-- READING PASSAGE --
That evening and the next day my daughter and her husband received the worst news of their life. Baby Malcolm would likely not survive. They made the decision to make whatever time they had with him, whether it be two days, two weeks, or however long, to make that time beautiful and positive.
As a mother, the hardest thing to do is sit and watch your child in pain and know there's nothing you can do to stop it. I didn't even know what to say! I had never, ever been through this! What the hell - how did it happen? It's not fair, it's bullshit, it's crazy and stupid and it's not supposed to happen! I asked everyone to pray for our little guy - to pray as hard as they could. Miracles do happen, right? We read about them all of the time. We needed a miracle. Right here. Right now. Pray people, just pray. And I know that they were praying. I know they were. But I think the damage to little Malcolm's brain had already taken him from us.
Late Tuesday evening they learned for certain that Malcolm would not survive. The test showed there was little to no brain activity. If they were to keep him on the ventilator he would never open his eyes, never move, speak, think or feel, let alone breathe on his own. They knew they had to let him go.

-- SET OF TASKS --
1 > According to the passage about baby Malcolm, what did the test show late Tuesday evening?
2 > Copy everything from "As a mother, the" down to "him from us." in the passage about baby Malcolm.
These lines have no connection to the passage about baby Malcolm.

Natural-language object grounding data:
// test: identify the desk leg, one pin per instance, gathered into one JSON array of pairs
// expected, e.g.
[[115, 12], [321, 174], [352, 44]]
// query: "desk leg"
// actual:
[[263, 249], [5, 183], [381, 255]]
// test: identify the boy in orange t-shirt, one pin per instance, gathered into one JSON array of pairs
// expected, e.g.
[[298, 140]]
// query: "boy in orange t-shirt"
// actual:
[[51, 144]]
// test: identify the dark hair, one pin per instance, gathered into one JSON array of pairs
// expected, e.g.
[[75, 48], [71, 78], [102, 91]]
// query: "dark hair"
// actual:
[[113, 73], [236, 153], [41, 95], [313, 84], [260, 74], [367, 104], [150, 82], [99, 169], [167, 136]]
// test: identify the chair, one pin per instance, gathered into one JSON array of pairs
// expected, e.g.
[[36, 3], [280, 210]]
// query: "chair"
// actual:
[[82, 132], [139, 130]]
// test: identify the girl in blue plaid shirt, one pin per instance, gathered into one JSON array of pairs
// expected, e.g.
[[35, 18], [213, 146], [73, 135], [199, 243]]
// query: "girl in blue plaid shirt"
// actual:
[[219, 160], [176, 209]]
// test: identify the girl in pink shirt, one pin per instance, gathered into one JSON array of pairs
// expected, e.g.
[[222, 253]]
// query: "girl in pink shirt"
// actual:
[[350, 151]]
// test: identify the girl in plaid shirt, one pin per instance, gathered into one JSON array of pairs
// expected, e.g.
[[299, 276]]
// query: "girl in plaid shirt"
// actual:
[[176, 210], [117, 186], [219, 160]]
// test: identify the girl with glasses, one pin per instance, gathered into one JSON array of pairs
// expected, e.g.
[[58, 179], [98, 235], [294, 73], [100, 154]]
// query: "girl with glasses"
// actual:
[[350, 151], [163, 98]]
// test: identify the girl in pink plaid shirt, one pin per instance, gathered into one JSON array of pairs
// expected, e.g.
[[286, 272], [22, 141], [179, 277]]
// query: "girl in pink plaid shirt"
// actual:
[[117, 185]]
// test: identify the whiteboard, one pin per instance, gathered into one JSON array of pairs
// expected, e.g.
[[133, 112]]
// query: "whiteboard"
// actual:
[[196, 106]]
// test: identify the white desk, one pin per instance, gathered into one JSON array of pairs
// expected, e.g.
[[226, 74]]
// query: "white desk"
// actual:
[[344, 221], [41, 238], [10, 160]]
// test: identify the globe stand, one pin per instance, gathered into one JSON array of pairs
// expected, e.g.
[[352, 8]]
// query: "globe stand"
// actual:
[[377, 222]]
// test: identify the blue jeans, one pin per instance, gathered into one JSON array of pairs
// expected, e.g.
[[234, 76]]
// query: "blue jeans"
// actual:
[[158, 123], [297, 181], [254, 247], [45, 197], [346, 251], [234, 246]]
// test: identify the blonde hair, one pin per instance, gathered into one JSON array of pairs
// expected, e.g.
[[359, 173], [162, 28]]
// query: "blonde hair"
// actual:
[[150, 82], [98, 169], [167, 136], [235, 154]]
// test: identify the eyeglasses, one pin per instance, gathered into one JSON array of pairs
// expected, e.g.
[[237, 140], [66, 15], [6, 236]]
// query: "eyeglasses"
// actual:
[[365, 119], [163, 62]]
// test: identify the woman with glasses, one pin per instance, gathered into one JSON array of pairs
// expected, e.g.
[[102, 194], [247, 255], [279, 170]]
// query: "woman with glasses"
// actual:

-- EXERCISE RESPONSES --
1 > It showed there was little to no brain activity.

2 >
As a mother, the hardest thing to do is sit and watch your child in pain and know there's nothing you can do to stop it. I didn't even know what to say! I had never, ever been through this! What the hell - how did it happen? It's not fair, it's bullshit, it's crazy and stupid and it's not supposed to happen! I asked everyone to pray for our little guy - to pray as hard as they could. Miracles do happen, right? We read about them all of the time. We needed a miracle. Right here. Right now. Pray people, just pray. And I know that they were praying. I know they were. But I think the damage to little Malcolm's brain had already taken him from us.